Do this :: Give the entries again, word for word.

Supplied material ::
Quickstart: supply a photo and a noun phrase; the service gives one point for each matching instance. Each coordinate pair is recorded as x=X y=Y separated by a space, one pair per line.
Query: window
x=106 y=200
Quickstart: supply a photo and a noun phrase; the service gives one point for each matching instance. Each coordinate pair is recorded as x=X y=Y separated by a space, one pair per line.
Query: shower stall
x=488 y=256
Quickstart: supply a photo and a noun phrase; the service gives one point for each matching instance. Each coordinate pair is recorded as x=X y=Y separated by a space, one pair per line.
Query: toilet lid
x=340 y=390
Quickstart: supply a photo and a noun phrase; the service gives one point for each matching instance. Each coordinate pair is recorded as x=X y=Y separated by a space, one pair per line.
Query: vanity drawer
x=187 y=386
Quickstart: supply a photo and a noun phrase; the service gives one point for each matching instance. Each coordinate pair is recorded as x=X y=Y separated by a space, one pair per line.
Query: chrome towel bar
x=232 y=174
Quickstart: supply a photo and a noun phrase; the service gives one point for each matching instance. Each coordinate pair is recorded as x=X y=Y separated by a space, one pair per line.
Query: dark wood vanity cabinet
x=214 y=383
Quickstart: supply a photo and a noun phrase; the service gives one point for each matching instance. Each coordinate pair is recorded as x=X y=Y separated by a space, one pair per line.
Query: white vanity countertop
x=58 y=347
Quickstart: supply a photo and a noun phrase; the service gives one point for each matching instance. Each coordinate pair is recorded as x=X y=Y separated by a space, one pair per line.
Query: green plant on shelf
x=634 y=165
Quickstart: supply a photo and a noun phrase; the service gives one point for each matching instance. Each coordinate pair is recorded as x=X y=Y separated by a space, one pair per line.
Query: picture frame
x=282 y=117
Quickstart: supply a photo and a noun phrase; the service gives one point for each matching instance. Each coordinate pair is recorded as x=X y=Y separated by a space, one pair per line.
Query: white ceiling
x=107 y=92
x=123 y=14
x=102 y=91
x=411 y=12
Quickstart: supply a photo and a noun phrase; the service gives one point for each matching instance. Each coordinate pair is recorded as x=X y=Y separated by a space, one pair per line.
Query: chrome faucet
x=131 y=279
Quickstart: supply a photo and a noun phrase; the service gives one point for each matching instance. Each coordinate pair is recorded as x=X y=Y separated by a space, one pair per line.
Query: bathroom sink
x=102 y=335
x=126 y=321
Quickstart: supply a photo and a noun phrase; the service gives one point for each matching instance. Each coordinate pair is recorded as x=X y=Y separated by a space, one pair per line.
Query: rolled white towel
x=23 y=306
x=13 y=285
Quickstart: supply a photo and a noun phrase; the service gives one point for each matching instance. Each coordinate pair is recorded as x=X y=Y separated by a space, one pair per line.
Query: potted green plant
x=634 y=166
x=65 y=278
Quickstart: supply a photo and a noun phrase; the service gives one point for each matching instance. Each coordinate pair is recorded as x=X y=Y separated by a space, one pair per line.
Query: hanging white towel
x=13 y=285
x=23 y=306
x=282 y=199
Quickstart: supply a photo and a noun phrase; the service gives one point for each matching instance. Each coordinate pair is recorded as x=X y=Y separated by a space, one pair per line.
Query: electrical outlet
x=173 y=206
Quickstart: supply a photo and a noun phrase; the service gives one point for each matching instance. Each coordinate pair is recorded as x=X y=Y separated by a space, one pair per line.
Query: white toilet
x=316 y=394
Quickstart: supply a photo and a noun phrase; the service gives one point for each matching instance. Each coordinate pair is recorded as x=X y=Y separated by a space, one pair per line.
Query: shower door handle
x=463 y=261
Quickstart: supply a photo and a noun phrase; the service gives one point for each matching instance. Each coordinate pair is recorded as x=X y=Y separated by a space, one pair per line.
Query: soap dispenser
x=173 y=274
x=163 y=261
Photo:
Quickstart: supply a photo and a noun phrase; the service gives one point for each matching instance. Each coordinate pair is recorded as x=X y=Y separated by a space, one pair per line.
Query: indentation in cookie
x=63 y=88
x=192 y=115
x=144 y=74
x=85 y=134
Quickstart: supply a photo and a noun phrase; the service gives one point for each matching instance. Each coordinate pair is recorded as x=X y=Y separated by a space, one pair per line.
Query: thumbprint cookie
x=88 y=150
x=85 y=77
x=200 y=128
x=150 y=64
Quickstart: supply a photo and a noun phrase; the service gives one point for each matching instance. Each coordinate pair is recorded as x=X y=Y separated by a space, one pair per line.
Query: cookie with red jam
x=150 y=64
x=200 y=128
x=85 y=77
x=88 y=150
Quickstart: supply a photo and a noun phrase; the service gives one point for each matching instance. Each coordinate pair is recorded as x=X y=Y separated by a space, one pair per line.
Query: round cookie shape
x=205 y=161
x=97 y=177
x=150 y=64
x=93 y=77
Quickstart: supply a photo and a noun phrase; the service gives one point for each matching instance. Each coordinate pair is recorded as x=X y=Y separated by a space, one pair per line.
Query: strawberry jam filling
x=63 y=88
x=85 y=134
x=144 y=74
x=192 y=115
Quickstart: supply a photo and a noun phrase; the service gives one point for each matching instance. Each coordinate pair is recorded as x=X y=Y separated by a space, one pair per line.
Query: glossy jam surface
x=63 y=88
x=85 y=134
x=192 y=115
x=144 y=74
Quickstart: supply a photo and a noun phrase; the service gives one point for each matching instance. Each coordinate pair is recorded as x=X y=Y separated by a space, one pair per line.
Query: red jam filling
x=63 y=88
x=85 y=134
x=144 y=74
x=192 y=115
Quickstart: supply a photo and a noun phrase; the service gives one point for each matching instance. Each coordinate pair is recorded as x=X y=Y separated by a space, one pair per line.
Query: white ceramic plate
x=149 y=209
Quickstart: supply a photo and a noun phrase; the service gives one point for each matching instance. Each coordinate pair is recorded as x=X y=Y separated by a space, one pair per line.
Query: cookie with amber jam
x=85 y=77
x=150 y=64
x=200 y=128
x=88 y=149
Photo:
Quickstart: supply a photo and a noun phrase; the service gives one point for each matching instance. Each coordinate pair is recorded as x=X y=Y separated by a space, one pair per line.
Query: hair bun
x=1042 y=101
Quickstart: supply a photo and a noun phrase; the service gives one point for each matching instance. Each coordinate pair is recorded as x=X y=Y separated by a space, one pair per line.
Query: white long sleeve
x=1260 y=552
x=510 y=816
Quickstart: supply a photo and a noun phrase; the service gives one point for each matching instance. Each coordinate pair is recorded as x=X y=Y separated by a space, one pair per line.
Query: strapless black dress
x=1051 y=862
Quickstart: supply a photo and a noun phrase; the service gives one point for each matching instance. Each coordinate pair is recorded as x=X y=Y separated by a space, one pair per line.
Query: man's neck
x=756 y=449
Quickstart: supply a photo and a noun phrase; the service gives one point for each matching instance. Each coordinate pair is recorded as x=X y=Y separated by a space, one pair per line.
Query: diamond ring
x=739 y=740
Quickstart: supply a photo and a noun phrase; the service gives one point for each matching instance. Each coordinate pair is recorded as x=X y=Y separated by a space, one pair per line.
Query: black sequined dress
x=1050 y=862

Problem solution ::
Quickstart: supply a photo and a noun phrase; the service gives one point for each matching instance. Each coordinate pair is recorded as x=X y=Y separated by a space, one pair per line.
Query: window
x=106 y=200
Quickstart: supply a photo and a noun phrase; the service gives one point for each matching instance. Each coordinate pair is recorded as x=X y=Y separated by a space, one pair per line.
Query: shower stall
x=488 y=256
Quickstart: supply a photo and a noun phrase; the service gives one point for each matching instance. Each coordinate pair is recorded as x=X y=Y separated by a space, one pair per line.
Query: toilet lid
x=340 y=390
Quickstart: supply a photo and a noun phrase; the service gives one point for each matching instance. Each coordinate pair is recorded as x=X y=Y separated by a space, one pair per line.
Query: vanity drawer
x=187 y=386
Quickstart: supply a photo and a noun phrase; the service gives one point for each matching instance. Each coordinate pair is recorded as x=X y=Y separated by a space, one pair per line.
Query: chrome towel bar
x=232 y=174
Quickstart: supply a photo and a noun phrase; the service gives one point for each matching instance. Each coordinate pair is recorded as x=X y=Y separated by a space, one pair per line.
Query: dark wood vanity cabinet
x=214 y=383
Quickstart: supply a photo and a noun phrase; the service gives one point for each matching instance. Each coordinate pair is recorded as x=X y=Y separated by a space, one pair per line.
Query: white vanity countertop
x=58 y=347
Quickstart: supply a photo and a noun phrase; the service gives one point for each matching instance. Each coordinate pair is recorded as x=X y=Y separated by a space, one pair per line.
Query: green plant on shelf
x=634 y=165
Quickstart: supply a photo and a noun phrase; the service gives one point for each matching instance. Each coordinate pair is recorded as x=X y=Y separated by a space, one pair per line.
Query: picture frame
x=282 y=117
Quickstart: supply a photo and a noun phrase; the service gives one point for each matching instance. Each coordinate pair is recorded as x=X y=Y separated by a space, one pair per line.
Query: white ceiling
x=107 y=92
x=123 y=14
x=102 y=91
x=411 y=12
Quickstart: supply a photo and a noun phrase; the service gives one point for each matching instance. Each coordinate pair is recorded as x=X y=Y separated by a space, one pair per line.
Query: chrome faucet
x=131 y=279
Quickstart: supply a photo and a noun phrase; the service gives one point for each matching instance. Each coordinate pair is recorded as x=X y=Y separated by a space, one pair per line.
Query: bathroom sink
x=102 y=335
x=126 y=321
Quickstart: supply a photo and a noun phrase; the service gives one point for each matching instance. Each coordinate pair is recorded as x=X y=Y separated by a space, one pair per line.
Query: rolled white towel
x=23 y=306
x=13 y=285
Quickstart: supply a photo and a noun phrase; the service gives one point for each matching instance. Each coordinate pair is recorded as x=X y=Y separated by a space, one pair per line.
Query: potted green plant
x=634 y=166
x=65 y=278
Quickstart: supply a photo and a noun phrase; the service gives one point for each matching instance. Each coordinate pair is recorded as x=X y=Y separated by a space, one pair per line.
Query: hanging white towel
x=13 y=285
x=23 y=306
x=282 y=199
Quickstart: supply a photo and a noun phrase; the service gives one point for each matching instance. Each coordinate pair is recorded as x=X y=Y separated by a space, one pair per line.
Query: electrical outlet
x=173 y=206
Quickstart: supply a photo and a noun phrase; the service gives one point for each matching instance. Each coordinate pair is recorded as x=X y=Y separated by a space, one pair per line.
Query: white toilet
x=316 y=394
Quickstart: supply a photo and a noun phrase; the service gives one point for each matching instance. Each coordinate pair is recorded as x=X y=Y separated by a space, one pair per line.
Query: shower door handle
x=463 y=261
Quickstart: supply a photo and a noun phrase; the service gives one point for each matching instance. Each coordinate pair is recorded as x=X y=Y separated by a space, one pair per line.
Query: soap dispenser
x=173 y=274
x=163 y=261
Photo:
Quickstart: supply a photo and a noun phrase; the service gives one point for each matching instance. Each coordinate pair is recorded as x=X y=Y separated by a space, one pair per line.
Query: indentation in cookie
x=63 y=88
x=192 y=115
x=144 y=74
x=85 y=134
Quickstart: supply a photo and a noun phrase; the service gives one point for each matching instance. Each coordinate pair is recorded as x=X y=Y separated by a space, one pair per line.
Query: thumbprint cookie
x=88 y=150
x=85 y=77
x=200 y=128
x=150 y=64
Quickstart: supply a photo and a noun phrase; the service gives one point for each matching instance. Each coordinate pair is recorded as x=X y=Y separated by a space, one pair per line.
Query: cookie with red jam
x=150 y=64
x=200 y=128
x=85 y=77
x=88 y=150
Quickstart: supply a photo and a noun phrase; the service gives one point for each matching instance. Each coordinate pair is recorded as x=X y=Y separated by a space, one pair per line.
Query: round cookie shape
x=205 y=161
x=97 y=177
x=150 y=64
x=93 y=77
Quickstart: supply a photo and a noun phrase; the service gives one point for each matching instance. Each coordinate pair is recorded as x=X y=Y separated by a space, one pair per line.
Query: strawberry jam filling
x=63 y=88
x=85 y=134
x=144 y=74
x=192 y=115
Quickstart: supply a photo and a noun phrase; the service gives one point for each matching instance. Each coordinate pair is recorded as x=X y=Y separated by a space, one pair per line.
Query: glossy jam surface
x=63 y=88
x=85 y=134
x=192 y=115
x=144 y=74
Quickstart: supply a photo and a noun phrase; the service gives one point for each matching instance. Each coordinate pair is recorded as x=X y=Y separated by a space, one pair per line.
Query: red jam filling
x=63 y=88
x=85 y=134
x=144 y=74
x=192 y=115
Quickstart: supply a photo and a noun phrase; the service gives one point for each matching instance. Each coordinate pair is recorded as x=X y=Y separated by a space, one pair per line.
Query: white ceramic plate
x=149 y=209
Quickstart: supply a photo and a noun phrase; the service gives one point for each matching instance. Each coordinate pair is recorded as x=X y=Y separated by a space, one pair per line.
Query: cookie with amber jam
x=85 y=77
x=150 y=64
x=200 y=128
x=88 y=149
Photo:
Quickstart: supply a photo and a noun phrase; the service gives one point for each matching instance. Each coordinate pair is recorded as x=X y=Y separated by a space, one pair per line.
Query: hair bun
x=1042 y=101
Quickstart: supply a photo and a noun phrase; the service gives one point for each matching instance. Each coordinate pair is recorded as x=X y=Y separated by a space, one pair per line.
Query: white long sleeve
x=1260 y=552
x=510 y=816
Quickstart: supply a photo and a noun phrase; the service gives one point for each matching instance. Each coordinate pair is recorded as x=X y=Y separated by a space, one pair per line.
Query: strapless black dress
x=1051 y=862
Quickstart: supply a photo and a noun phrase; the service gives one point for each matching instance. Each coordinate pair is recorded as x=X y=Y separated by a space, one pair per line.
Query: man's neck
x=756 y=449
Quickstart: supply a photo and a noun phrase; the service gives one point for each matching instance. Each coordinate pair is recorded as x=X y=Y separated by a space, one pair per line.
Query: diamond ring
x=739 y=740
Quickstart: supply a photo and a noun phrase; the service gives one point for each matching instance. Each coordinate pair is recorded as x=X y=Y separated by a space, one pair per line.
Query: black sequined dress
x=1050 y=862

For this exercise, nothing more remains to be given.